Simplified Table structure:
CREATE TABLE IF NOT EXISTS `hpa` (
`id` bigint(15) NOT NULL auto_increment,
`core` varchar(50) NOT NULL,
`hostname` varchar(50) NOT NULL,
`status` varchar(255) NOT NULL,
`entered_date` int(11) NOT NULL,
`active_date` int(11) NOT NULL,
PRIMARY KEY (`id`),
KEY `hostname` (`hostname`),
KEY `status` (`status`),
KEY `entered_date` (`entered_date`),
KEY `core` (`core`),
KEY `active_date` (`active_date`)
)
For this, I have the following SQL query which simply totals up all records with the defined status.
SELECT core,COUNT(hostname) AS hostname_count, MAX(active_date) AS last_active
FROM `hpa`
WHERE
status != 'OK' AND status != 'Repaired'
GROUP BY core
ORDER BY core
This query has been simplified to remove the INNER JOINS to unrelated data and extra columns that shouldn't affect the question.
MAX(active_date) is the same for all records of a particular day, and should always select the most recent day, or allow an offset from NOW(). (it's a UNIXTIME field)
I want both the count of: (status != 'OK' AND status != 'Repaired')
AND the inverse... count of: (status = 'OK' OR status = 'Repaired')
AND the first answer divided by the second, for 'percentage_dead' (Probably just as fast to do in post processing)
FOR the most recent day or an offset ( - 86400 for yesterday, etc..)
Table contains about 500k records and grows by about 5000 a day so a single SQL query as opposed to looping would be real nice..
I imagine some creative IF's could do this. You expertise is appreciated.
EDIT: I'm open to using a different SQL query for either todays data, or data from an offset.
EDIT: Query works, is fast enough, but I currently can't let the users sort on the percentage column (the one derived from bad and good counts). This is not a show stopper, but I allow them to sort on everything else. The ORDER BY of this:
SELECT h1.core, MAX(h1.entered_date) AS last_active,
SUM(CASE WHEN h1.status IN ('OK', 'Repaired') THEN 1 ELSE 0 END) AS good_host_count,
SUM(CASE WHEN h1.status IN ('OK', 'Repaired') THEN 0 ELSE 1 END) AS bad_host_count
FROM `hpa` h1
LEFT OUTER JOIN `hpa` h2 ON (h1.hostname = h2.hostname AND h1.active_date < h2.active_date)

▶ **RECORDED INFORMATION**:

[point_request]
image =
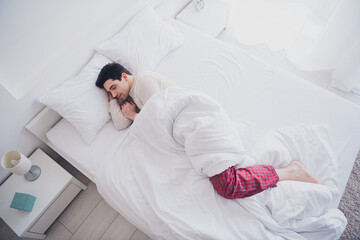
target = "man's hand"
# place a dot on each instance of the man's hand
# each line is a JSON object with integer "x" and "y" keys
{"x": 110, "y": 97}
{"x": 128, "y": 110}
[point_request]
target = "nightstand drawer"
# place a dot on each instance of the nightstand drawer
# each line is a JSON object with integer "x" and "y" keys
{"x": 55, "y": 209}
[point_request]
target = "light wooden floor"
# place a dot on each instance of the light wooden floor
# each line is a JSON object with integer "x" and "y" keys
{"x": 88, "y": 217}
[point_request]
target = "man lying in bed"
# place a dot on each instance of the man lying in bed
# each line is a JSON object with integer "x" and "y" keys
{"x": 133, "y": 91}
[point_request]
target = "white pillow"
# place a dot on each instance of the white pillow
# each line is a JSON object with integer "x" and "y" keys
{"x": 144, "y": 41}
{"x": 79, "y": 101}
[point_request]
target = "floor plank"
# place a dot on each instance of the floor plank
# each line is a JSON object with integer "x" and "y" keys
{"x": 57, "y": 231}
{"x": 5, "y": 231}
{"x": 96, "y": 224}
{"x": 120, "y": 229}
{"x": 80, "y": 208}
{"x": 139, "y": 235}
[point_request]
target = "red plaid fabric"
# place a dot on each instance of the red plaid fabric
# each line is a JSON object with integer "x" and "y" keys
{"x": 244, "y": 182}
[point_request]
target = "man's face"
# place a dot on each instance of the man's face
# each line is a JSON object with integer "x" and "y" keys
{"x": 118, "y": 89}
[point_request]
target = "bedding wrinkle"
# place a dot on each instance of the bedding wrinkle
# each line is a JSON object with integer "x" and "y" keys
{"x": 191, "y": 138}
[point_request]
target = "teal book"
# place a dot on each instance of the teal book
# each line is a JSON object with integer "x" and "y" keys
{"x": 23, "y": 201}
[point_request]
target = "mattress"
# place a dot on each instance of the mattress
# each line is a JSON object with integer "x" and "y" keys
{"x": 249, "y": 90}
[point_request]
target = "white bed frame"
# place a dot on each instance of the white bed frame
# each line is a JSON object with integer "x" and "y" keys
{"x": 41, "y": 124}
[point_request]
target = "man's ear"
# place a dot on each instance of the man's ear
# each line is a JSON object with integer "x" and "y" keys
{"x": 125, "y": 76}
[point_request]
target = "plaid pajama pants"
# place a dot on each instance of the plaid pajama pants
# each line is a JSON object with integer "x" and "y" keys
{"x": 244, "y": 182}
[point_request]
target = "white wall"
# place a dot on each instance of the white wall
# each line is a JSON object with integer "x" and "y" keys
{"x": 44, "y": 42}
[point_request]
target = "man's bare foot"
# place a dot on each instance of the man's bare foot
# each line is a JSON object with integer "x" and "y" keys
{"x": 295, "y": 171}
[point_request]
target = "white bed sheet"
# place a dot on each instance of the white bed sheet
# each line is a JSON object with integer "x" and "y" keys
{"x": 248, "y": 90}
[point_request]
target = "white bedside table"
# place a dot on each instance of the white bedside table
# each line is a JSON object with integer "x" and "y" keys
{"x": 211, "y": 20}
{"x": 54, "y": 190}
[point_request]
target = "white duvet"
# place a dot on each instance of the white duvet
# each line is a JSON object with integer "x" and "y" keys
{"x": 158, "y": 177}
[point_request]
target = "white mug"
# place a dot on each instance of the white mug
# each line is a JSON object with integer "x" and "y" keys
{"x": 22, "y": 163}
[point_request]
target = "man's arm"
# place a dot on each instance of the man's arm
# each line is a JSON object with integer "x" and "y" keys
{"x": 119, "y": 120}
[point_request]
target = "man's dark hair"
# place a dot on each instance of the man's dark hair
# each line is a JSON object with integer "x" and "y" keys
{"x": 110, "y": 71}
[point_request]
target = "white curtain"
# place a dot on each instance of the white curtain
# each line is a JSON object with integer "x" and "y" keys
{"x": 316, "y": 34}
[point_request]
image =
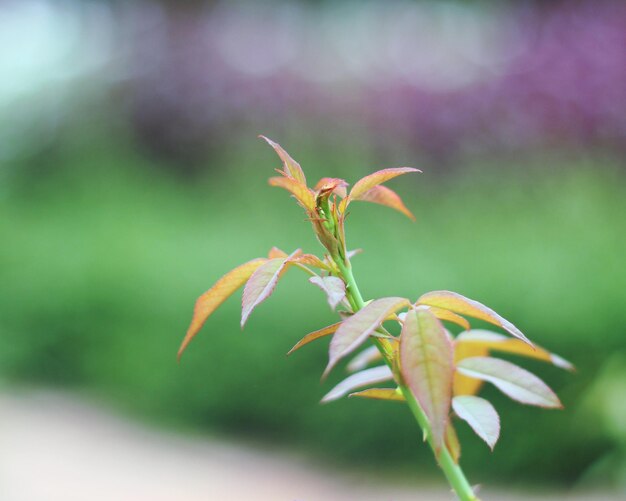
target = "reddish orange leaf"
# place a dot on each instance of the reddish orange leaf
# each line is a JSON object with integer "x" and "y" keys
{"x": 339, "y": 185}
{"x": 427, "y": 367}
{"x": 380, "y": 394}
{"x": 356, "y": 329}
{"x": 464, "y": 385}
{"x": 465, "y": 306}
{"x": 452, "y": 443}
{"x": 494, "y": 341}
{"x": 262, "y": 283}
{"x": 216, "y": 295}
{"x": 358, "y": 380}
{"x": 290, "y": 166}
{"x": 302, "y": 194}
{"x": 312, "y": 336}
{"x": 276, "y": 252}
{"x": 368, "y": 182}
{"x": 384, "y": 196}
{"x": 442, "y": 314}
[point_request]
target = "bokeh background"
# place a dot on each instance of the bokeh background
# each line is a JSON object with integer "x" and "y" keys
{"x": 131, "y": 178}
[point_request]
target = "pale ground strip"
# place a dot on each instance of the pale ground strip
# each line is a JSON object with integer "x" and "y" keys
{"x": 54, "y": 447}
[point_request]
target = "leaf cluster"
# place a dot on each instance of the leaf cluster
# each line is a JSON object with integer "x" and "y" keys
{"x": 442, "y": 372}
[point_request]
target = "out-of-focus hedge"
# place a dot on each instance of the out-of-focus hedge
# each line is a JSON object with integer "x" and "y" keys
{"x": 103, "y": 256}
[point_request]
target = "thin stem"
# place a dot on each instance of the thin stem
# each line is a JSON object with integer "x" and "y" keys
{"x": 453, "y": 472}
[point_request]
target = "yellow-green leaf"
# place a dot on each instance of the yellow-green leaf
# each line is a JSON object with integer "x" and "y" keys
{"x": 427, "y": 367}
{"x": 465, "y": 306}
{"x": 368, "y": 376}
{"x": 356, "y": 329}
{"x": 290, "y": 166}
{"x": 216, "y": 295}
{"x": 452, "y": 442}
{"x": 380, "y": 394}
{"x": 517, "y": 383}
{"x": 338, "y": 185}
{"x": 312, "y": 336}
{"x": 494, "y": 341}
{"x": 385, "y": 196}
{"x": 363, "y": 359}
{"x": 262, "y": 283}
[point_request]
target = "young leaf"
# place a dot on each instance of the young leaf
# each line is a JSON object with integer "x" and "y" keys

▶ **TASKS AND EXERCISES**:
(A) In the hpa query post, do these statements agree with the text? Answer yes or no for each and quote the words that decide it. (i) The table grows by about 5000 records a day. (ii) The active_date column holds DATETIME values. (iii) Users can currently sort on the percentage column.
(B) Print the hpa query post from "I want both" up to and including "be real nice..".

▶ **RESPONSES FOR EACH TASK**:
(A)
(i) Yes: "grows by about 5000 a day"
(ii) No: "(it's a UNIXTIME field)"
(iii) No: "I currently can't let the users sort on the percentage column"

(B)
I want both the count of: (status != 'OK' AND status != 'Repaired')
AND the inverse... count of: (status = 'OK' OR status = 'Repaired')
AND the first answer divided by the second, for 'percentage_dead' (Probably just as fast to do in post processing)
FOR the most recent day or an offset ( - 86400 for yesterday, etc..)
Table contains about 500k records and grows by about 5000 a day so a single SQL query as opposed to looping would be real nice..